### What you have to do:
The records appear below. Repeat them exactly.

### Records shown:
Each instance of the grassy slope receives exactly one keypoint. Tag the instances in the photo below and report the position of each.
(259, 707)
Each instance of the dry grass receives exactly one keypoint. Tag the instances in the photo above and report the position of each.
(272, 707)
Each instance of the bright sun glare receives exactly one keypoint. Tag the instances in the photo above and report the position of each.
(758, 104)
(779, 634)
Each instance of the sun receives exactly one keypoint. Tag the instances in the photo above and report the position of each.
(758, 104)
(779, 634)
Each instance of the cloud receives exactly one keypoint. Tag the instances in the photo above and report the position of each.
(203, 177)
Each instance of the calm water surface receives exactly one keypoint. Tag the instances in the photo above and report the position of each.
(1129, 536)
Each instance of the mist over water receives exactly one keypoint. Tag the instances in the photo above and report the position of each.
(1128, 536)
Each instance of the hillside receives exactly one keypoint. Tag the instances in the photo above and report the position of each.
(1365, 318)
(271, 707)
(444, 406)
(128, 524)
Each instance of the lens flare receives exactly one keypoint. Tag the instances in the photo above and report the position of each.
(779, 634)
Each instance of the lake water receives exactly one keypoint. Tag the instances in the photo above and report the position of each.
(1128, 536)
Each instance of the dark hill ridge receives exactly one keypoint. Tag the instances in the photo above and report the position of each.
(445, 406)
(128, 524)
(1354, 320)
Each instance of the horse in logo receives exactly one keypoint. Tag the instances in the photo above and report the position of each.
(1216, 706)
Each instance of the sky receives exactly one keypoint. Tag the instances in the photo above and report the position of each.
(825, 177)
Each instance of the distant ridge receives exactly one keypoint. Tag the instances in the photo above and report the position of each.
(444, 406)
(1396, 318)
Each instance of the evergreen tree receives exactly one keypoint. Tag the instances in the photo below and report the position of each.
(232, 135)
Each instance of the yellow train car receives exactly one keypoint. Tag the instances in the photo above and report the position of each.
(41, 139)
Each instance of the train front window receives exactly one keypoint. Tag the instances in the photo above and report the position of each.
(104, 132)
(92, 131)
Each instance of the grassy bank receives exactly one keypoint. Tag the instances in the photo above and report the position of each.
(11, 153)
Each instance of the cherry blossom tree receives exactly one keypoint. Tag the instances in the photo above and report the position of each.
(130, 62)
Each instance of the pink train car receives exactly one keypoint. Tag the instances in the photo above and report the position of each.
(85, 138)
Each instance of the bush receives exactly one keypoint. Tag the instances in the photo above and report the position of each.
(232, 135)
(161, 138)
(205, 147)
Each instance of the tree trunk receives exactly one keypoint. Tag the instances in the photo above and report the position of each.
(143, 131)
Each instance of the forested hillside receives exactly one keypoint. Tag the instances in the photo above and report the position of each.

### Solution to the exercise:
Each instance of the grassy slope receives exactly one keypoint. Tag the instances in the photo below and report the position of each.
(259, 707)
Each instance of the dry grass receives exactly one keypoint. Tag the instances in the photo above and report the position of each.
(272, 707)
Each instance of the bright sun glare receives exactly one keypoint. Tag the instances in the photo above and report the position of each.
(758, 104)
(779, 634)
Each instance of the sun receives exactly one keypoint. Tag the instances in the photo above and report the position of each.
(758, 104)
(779, 634)
Each instance of the cloud receives exactly one keypoint. Tag the instances in the photo above and report the position of each.
(203, 177)
Each instance of the calm water surface receives exactly one keypoint. Tag the instances in the photo above and report the position of each.
(1129, 536)
Each instance of the mist over water receives exactly one keypoint. Tag the instances in the photo above and report the position of each.
(1128, 536)
Each instance of the hillside receives exactly one keypoint. Tag the instances in the photo above and report the position of each.
(1365, 318)
(271, 707)
(444, 406)
(128, 524)
Each instance of the lens flare receives exactly one keypoint. Tag the instances in the photo above and report the position of each.
(779, 634)
Each instance of the lake water receives exactly one keypoint. Tag the instances in the photo above and report the position of each.
(1128, 536)
Each instance of the dark hill ridge receives exactly one keypoint. Tag the instances in the photo above and report the position of each.
(445, 406)
(128, 524)
(1354, 320)
Each instance of the horse in logo receives exactly one keypoint. Tag the instances in the photo above and report the position of each.
(1216, 706)
Each instance of the sky receives exactly one keypoint. Tag the instances in the photo above and report the position of each.
(825, 177)
Each instance of the distant ridge receives exactly one keypoint. Tag the instances in the photo above and report the position of each.
(444, 406)
(1396, 318)
Each instance of the evergreen tree receives exactly one keypoint. Tag the instances in the photo below and report the position of each.
(232, 135)
Each instance of the yellow train car receives exactly one keypoint. Tag the instances in the photo above and report the position of each.
(41, 139)
Each instance of the train front window receives exactly one keypoint. Tag the instances in the photo above and report the position of each.
(104, 132)
(92, 131)
Each instance of the grassy bank receives exactly one keypoint. Tag the instances in the photo above and report the position of each.
(11, 153)
Each instance of the cherry blossom tree receives exactly one keypoint. Tag the instances in the photo above and report the position of each.
(130, 62)
Each instance of the pink train car receives exactly one keypoint. Tag the instances in the photo above and report the position of each.
(85, 138)
Each instance of the bush receives exactly one keypoint. Tag the instances in the photo above and report the position of each.
(232, 135)
(161, 138)
(205, 147)
Each instance of the tree trunk receives exactly one keypoint. Tag the instances in the photo above and report the position of each.
(143, 131)
Each instance of the forested hillside receives exactly one keypoint. Tag the instances in the photo above and report the position of each.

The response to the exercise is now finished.